:: Task to complete ::
Answer these questions from the abstract on maternal sepsis deaths in Michigan:
(a) Which years does the study cover?
(b) What share of women who presented to the hospital with sepsis were febrile on presentation?
(c) According to the conclusions, what should escalation of care include?

:: Passage ::
Segment Open
Methods: All maternal deaths in the state of Michigan 1999-2006 during pregnancy and up to 42 days postpartum were identified with Maternal Mortality Surveillance records from the Michigan Department of Community Health. Cause of death was determined from death certificates or by consensus of the Maternal Mortality Medical Surveillance Committee. Records were reviewed by both an obstetrician and an obstetric anesthesiologist.
Results: Maternal sepsis was the cause of direct death in 3.7% (22/593) of all maternal deaths during the time period. Of 22 maternal sepsis deaths, 12 women presented to the hospital with sepsis, three developed sepsis during hospitalization, and seven died at home. Of the women presenting to the hospital with sepsis, 75.0% (9/12) demonstrated one or more of the following vital sign derangements: HR>120, RR>30, SBP<90 mmHg, SpO2 <95% on room air (Maternal Early Warning Criteria).(4) Only 16.7% (2/12) of septic women were febrile on presentation, and many remained afebrile with resultant delays of diagnosis. One or more recognized risk factors for severe sepsis including: cesarean delivery, retained products of conception, stillbirth, and tobacco use were present in 77.3% (17/22) of all sepsis deaths. The most common organism was Group A Strep in 28.6% (4/14) of women with an identified organism. Delays of care occurred in the majority of deaths including 31.8% (7/22) of women who died at home.
Conclusions: In the majority of maternal sepsis deaths over eight years in the state of Michigan, there were delays in recognition of sepsis and escalation of care despite vital sign derangement. Escalation of care should include more frequent vital sign monitoring, adequate resuscitation, and prompt broad-spectrum antibiotic administration. Fever was rarely present in women who died of sepsis, and is not required for diagnosis. Educating patients about when to seek medical treatment may help decrease the rate of deaths occurring at home. Implementation of Maternal Early Warning Criteria may provide heightened awareness of changes in vital signs to aid in earlier diagnosis.
1) Bauer ME, et al. Anesth Analg 2013;117:944-50.
2) Knight M, et al. Oxford: National Perinatal Epidemiology Unit, University of Oxford 2014.
3) Bauer ME, et al. Obstet Gynecol 2014;124:535-41.
4) Mhyre, JM et al. Obstet Gynecol 2014;124:782-6.
Segment Closed
:: Material shown ::
Segment Open
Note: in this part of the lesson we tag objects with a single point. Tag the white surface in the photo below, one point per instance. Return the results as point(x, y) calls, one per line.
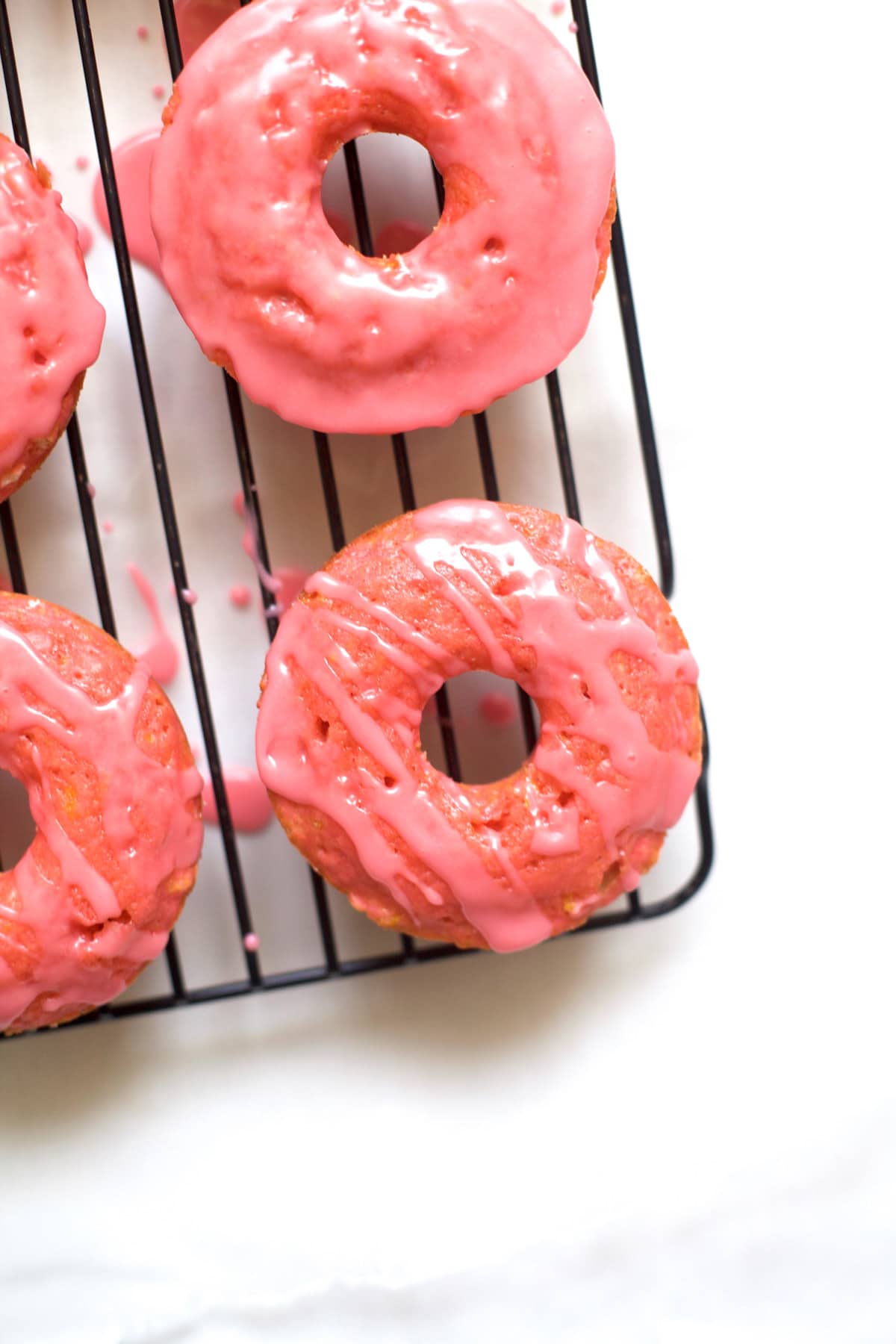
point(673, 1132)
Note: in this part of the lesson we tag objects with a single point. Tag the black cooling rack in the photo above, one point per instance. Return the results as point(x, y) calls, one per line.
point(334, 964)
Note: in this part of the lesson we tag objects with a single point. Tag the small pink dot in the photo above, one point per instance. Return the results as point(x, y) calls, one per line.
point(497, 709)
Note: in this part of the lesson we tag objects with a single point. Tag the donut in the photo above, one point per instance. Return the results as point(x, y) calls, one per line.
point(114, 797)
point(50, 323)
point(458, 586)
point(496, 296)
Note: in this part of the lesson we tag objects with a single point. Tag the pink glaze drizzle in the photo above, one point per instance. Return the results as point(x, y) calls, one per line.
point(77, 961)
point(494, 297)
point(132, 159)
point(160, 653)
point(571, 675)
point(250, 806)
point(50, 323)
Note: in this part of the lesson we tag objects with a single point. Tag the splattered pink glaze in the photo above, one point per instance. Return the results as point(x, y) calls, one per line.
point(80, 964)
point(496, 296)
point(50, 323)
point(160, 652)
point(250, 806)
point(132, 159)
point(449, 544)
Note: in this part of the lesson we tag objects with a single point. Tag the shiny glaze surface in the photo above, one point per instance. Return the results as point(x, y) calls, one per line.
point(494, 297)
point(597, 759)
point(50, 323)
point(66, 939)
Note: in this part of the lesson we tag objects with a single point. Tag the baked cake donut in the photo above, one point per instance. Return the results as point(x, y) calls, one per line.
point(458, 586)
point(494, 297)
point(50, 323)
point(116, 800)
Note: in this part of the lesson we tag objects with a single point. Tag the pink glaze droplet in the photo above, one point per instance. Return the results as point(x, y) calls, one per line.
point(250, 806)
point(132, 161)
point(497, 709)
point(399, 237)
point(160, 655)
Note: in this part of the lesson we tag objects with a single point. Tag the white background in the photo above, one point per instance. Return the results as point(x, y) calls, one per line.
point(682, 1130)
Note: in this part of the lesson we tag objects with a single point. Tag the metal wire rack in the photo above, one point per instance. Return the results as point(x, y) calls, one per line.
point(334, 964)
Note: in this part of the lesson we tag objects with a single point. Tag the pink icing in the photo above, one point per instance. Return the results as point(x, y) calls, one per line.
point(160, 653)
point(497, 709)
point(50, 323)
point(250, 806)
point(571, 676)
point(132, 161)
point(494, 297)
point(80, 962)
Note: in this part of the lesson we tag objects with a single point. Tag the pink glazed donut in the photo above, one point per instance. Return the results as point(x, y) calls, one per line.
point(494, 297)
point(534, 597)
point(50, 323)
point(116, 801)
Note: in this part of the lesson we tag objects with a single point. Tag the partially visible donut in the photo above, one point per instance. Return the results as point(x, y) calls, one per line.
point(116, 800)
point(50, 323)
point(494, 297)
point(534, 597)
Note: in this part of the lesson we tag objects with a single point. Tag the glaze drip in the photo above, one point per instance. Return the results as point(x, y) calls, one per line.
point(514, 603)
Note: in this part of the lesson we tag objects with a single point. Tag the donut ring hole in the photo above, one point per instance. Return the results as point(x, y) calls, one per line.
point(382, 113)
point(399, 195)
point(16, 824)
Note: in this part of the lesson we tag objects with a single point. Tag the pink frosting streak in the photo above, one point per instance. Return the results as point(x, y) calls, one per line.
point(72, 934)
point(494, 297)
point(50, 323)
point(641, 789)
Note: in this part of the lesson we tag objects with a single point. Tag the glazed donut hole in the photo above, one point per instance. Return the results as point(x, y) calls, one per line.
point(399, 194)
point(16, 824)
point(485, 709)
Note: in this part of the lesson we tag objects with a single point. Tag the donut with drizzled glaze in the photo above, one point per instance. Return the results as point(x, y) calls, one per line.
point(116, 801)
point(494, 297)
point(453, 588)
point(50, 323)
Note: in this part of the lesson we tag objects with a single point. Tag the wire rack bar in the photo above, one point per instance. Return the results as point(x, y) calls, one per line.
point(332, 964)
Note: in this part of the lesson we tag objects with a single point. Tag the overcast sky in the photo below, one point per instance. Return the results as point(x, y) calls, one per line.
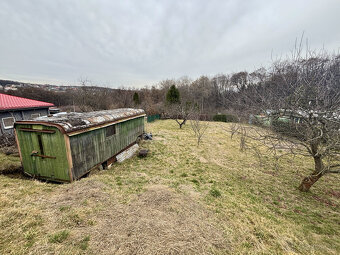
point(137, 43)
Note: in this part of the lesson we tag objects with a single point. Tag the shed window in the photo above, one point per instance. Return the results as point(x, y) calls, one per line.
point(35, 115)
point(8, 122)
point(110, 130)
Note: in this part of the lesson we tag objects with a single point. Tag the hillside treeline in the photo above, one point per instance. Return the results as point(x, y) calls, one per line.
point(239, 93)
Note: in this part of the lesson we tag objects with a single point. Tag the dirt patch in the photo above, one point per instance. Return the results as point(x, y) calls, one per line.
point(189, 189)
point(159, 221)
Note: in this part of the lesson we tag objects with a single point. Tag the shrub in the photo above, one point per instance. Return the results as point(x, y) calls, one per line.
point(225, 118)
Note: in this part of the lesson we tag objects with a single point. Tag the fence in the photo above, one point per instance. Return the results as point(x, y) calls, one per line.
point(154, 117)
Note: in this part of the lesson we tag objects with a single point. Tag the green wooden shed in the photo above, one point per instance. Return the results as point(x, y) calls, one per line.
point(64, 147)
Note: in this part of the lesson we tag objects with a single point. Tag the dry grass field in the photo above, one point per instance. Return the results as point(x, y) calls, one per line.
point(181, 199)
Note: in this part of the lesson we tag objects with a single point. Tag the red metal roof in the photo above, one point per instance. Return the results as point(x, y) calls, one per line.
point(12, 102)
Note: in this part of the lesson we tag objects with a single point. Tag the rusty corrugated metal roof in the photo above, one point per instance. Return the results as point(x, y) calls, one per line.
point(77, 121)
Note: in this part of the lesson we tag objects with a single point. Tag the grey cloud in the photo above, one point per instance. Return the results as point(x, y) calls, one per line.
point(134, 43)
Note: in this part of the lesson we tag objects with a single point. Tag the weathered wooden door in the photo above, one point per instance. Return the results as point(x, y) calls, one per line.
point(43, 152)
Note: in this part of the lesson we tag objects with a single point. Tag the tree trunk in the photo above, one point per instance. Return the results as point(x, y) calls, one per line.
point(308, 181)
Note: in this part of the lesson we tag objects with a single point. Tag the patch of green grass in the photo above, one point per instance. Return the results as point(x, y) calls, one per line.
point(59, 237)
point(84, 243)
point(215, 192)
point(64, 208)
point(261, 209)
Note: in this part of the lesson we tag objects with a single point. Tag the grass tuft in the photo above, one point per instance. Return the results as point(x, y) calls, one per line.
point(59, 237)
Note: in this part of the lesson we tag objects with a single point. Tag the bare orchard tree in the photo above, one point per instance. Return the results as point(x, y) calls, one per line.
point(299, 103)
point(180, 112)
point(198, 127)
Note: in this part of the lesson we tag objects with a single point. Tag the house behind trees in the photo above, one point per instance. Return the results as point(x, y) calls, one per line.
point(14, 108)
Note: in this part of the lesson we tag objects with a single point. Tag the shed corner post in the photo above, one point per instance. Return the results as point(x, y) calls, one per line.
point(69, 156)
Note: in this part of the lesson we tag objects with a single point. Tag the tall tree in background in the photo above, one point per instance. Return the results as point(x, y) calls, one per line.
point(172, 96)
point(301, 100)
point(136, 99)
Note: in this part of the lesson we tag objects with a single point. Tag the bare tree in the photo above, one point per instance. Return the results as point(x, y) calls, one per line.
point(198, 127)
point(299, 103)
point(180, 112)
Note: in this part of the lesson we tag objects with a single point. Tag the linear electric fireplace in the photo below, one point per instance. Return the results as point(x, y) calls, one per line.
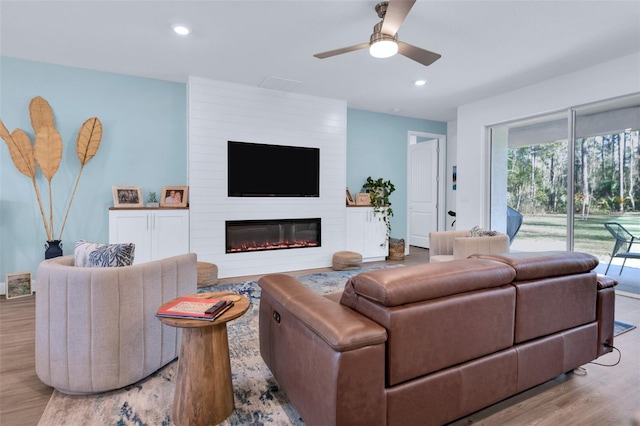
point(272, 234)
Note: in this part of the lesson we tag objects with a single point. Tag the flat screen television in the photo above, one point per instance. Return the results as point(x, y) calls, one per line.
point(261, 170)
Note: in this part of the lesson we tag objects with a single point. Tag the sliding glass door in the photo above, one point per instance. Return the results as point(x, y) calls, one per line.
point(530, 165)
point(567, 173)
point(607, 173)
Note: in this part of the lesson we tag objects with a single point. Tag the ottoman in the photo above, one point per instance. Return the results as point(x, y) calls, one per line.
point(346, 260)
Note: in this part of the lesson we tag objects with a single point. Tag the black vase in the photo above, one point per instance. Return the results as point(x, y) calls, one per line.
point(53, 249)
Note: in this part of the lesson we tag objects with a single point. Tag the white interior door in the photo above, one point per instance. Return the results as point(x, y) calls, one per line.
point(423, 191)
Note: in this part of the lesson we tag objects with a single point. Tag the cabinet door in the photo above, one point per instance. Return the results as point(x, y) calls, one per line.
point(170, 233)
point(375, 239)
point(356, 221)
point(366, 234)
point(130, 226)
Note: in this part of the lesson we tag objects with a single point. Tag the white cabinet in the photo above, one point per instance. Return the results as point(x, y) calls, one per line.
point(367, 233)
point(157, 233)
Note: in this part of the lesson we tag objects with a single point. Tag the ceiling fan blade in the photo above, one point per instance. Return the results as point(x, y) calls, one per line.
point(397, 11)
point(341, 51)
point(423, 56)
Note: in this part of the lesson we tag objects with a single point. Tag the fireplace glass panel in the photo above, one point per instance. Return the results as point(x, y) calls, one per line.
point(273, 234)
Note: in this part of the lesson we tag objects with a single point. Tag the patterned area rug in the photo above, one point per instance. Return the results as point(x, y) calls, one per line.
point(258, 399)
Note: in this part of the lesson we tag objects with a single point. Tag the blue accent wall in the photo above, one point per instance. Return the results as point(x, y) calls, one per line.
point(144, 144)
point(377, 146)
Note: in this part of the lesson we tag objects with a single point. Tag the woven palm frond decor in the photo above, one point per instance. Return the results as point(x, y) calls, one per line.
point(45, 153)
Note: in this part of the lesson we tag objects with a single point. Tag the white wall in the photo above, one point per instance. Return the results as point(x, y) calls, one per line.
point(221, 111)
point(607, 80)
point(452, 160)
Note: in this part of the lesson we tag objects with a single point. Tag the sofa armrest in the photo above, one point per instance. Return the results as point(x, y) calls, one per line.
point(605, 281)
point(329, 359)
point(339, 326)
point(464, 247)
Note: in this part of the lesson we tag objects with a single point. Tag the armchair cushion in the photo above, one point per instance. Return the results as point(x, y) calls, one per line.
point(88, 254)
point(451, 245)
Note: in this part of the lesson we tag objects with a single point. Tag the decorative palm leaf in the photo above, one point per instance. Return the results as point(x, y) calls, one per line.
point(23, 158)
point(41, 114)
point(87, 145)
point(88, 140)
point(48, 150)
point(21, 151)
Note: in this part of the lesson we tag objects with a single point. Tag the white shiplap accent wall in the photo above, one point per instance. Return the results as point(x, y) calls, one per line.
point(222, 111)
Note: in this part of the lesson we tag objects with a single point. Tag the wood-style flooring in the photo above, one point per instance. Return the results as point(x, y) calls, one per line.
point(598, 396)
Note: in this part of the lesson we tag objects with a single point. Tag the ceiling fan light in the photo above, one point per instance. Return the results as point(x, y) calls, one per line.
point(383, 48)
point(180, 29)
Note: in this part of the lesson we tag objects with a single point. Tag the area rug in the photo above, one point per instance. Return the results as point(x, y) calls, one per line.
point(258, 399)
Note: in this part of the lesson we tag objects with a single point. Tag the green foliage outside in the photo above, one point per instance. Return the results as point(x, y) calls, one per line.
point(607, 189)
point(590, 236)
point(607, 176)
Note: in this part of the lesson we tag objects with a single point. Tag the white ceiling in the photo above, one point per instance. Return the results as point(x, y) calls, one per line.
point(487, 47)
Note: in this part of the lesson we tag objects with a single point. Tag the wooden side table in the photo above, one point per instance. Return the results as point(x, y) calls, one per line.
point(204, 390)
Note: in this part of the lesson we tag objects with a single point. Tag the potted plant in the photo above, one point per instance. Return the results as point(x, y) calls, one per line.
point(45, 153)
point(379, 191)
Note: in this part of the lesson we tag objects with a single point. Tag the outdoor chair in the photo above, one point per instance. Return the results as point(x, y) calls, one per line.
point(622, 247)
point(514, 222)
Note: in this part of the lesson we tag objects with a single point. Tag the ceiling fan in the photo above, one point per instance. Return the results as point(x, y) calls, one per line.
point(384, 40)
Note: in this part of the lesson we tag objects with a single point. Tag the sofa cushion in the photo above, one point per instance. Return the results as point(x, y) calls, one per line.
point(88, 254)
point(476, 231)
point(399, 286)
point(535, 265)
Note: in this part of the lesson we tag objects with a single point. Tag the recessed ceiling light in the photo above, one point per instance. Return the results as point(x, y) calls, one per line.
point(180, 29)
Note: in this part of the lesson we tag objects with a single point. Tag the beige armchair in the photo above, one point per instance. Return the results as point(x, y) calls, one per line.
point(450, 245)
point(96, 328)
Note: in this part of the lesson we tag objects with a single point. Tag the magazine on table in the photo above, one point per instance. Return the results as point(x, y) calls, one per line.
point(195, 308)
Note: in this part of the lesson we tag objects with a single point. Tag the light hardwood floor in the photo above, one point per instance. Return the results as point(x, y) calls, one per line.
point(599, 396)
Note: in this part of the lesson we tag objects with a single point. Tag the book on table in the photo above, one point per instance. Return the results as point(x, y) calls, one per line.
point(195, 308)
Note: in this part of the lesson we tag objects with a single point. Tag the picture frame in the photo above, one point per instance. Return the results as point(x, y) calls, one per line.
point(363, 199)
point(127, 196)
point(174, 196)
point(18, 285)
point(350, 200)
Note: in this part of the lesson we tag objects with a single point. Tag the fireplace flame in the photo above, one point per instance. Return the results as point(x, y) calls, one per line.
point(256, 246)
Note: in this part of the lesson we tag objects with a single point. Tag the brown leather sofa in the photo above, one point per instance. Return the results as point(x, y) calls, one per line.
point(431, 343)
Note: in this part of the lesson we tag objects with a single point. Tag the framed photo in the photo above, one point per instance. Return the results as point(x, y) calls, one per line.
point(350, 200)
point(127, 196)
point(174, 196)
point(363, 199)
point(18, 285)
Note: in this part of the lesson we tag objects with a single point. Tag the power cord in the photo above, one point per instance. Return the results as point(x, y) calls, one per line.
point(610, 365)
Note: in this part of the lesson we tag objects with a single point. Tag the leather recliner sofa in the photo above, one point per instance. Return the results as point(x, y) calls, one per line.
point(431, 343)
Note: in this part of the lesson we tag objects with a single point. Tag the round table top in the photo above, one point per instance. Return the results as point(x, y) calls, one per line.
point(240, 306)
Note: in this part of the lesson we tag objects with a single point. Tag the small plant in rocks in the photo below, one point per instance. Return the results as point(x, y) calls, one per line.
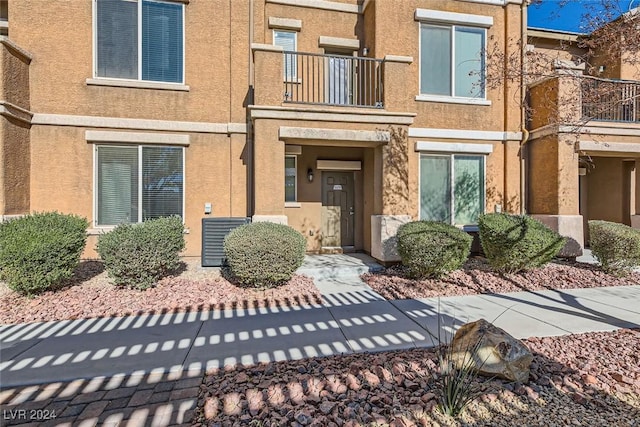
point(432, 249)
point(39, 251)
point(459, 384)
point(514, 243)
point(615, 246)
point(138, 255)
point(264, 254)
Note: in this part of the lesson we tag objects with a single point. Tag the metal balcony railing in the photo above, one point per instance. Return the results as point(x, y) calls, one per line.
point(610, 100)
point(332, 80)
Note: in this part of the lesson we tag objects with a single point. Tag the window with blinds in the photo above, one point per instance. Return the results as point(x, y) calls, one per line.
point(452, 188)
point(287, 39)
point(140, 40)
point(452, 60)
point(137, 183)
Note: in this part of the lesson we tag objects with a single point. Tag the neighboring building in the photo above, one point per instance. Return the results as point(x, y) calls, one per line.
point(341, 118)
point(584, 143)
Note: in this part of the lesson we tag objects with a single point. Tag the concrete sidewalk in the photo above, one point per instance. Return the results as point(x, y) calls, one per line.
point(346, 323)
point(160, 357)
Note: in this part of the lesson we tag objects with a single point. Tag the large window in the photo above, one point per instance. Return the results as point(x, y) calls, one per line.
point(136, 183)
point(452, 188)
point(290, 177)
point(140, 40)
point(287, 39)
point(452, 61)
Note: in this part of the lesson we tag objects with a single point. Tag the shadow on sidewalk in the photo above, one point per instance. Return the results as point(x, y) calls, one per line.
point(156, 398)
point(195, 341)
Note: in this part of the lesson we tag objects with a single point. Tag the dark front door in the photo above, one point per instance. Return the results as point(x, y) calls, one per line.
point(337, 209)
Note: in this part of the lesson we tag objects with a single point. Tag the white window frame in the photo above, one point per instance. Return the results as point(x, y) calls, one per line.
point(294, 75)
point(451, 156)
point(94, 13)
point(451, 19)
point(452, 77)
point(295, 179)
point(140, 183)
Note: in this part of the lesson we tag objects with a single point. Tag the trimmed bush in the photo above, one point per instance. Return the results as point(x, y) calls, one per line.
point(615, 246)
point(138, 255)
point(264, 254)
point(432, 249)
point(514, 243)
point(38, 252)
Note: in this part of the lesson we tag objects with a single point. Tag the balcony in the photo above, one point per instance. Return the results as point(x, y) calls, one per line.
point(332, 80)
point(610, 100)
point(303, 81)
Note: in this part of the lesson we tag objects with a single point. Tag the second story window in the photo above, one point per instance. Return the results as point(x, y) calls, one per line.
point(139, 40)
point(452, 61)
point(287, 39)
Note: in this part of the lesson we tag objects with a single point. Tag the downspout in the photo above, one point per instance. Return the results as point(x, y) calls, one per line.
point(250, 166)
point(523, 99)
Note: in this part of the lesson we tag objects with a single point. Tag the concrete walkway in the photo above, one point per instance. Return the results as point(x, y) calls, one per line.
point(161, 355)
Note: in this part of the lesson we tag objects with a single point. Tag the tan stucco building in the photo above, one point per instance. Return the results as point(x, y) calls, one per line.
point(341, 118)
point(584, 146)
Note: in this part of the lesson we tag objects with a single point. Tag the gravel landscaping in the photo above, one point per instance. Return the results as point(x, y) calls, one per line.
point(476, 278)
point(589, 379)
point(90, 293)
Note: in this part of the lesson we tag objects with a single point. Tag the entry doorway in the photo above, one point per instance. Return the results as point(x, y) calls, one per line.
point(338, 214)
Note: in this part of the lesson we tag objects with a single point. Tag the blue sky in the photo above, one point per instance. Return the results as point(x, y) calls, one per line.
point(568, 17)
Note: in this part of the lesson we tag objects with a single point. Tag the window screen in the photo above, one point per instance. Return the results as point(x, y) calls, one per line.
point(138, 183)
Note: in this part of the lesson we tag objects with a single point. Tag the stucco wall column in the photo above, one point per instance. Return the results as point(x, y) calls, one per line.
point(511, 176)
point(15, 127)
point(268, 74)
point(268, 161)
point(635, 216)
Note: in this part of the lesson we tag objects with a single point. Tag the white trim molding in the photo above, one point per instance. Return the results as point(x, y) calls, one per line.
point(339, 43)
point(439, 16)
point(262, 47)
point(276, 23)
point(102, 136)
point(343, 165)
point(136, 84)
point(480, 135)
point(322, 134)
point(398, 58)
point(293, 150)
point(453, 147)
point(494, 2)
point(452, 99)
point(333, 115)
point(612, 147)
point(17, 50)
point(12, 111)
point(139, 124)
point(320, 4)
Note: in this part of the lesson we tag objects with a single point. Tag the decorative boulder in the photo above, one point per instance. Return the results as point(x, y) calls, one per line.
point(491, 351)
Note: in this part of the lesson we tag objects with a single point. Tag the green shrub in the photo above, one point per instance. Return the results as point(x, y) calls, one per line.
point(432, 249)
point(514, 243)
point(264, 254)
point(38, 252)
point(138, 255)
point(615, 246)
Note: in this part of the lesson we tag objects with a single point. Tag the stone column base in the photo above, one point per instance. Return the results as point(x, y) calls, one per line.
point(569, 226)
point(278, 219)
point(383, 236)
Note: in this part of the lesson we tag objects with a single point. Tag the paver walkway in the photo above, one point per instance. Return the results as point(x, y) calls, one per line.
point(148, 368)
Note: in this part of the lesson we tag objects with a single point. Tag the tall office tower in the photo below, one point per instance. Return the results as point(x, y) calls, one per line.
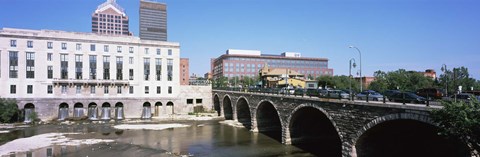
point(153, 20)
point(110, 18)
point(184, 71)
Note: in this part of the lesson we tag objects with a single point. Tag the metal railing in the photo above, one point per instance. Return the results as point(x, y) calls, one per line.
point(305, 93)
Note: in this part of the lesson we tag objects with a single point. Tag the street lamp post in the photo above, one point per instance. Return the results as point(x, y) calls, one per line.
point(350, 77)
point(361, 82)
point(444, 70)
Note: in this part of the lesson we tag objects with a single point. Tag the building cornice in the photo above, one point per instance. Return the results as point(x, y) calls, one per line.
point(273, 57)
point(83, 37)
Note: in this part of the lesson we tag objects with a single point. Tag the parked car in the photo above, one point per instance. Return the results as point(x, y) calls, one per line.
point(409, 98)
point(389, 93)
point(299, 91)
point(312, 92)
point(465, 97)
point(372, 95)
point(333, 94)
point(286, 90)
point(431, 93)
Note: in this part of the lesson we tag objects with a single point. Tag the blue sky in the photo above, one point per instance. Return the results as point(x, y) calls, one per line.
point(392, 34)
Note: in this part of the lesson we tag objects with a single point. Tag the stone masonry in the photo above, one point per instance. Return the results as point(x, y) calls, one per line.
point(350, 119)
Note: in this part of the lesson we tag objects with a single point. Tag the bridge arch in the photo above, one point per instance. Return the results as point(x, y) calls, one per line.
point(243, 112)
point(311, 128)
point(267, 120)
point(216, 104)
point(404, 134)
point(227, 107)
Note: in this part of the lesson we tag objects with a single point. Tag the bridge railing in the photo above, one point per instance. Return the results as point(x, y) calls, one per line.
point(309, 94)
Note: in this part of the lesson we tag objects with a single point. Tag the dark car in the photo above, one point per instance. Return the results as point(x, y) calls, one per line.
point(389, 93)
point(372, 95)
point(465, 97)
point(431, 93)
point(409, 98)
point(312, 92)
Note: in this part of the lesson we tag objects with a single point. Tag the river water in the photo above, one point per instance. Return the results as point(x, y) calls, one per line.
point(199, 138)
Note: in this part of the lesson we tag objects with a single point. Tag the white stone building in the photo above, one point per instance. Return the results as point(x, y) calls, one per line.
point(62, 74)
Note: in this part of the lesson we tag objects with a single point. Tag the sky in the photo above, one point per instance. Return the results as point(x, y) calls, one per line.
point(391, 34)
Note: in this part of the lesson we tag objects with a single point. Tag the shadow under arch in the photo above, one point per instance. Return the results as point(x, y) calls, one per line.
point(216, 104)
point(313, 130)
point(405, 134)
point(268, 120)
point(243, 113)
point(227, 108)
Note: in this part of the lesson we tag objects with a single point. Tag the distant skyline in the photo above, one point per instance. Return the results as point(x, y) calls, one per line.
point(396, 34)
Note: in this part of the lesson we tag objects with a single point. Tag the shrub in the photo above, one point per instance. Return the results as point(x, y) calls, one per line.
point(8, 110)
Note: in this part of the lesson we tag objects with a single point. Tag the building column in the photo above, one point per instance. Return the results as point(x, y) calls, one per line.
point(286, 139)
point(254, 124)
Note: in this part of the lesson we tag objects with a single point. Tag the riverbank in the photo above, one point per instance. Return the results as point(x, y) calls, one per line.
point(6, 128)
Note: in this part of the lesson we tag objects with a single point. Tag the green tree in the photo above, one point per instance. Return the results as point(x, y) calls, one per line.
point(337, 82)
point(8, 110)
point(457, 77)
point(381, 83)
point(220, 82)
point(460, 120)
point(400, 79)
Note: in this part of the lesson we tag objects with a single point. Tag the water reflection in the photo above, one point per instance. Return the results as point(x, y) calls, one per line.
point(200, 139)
Segment Closed
:: Task result ::
(a) 1999-2006.
(b) 16.7% (2/12).
(c) More frequent vital sign monitoring, adequate resuscitation, and prompt broad-spectrum antibiotic administration.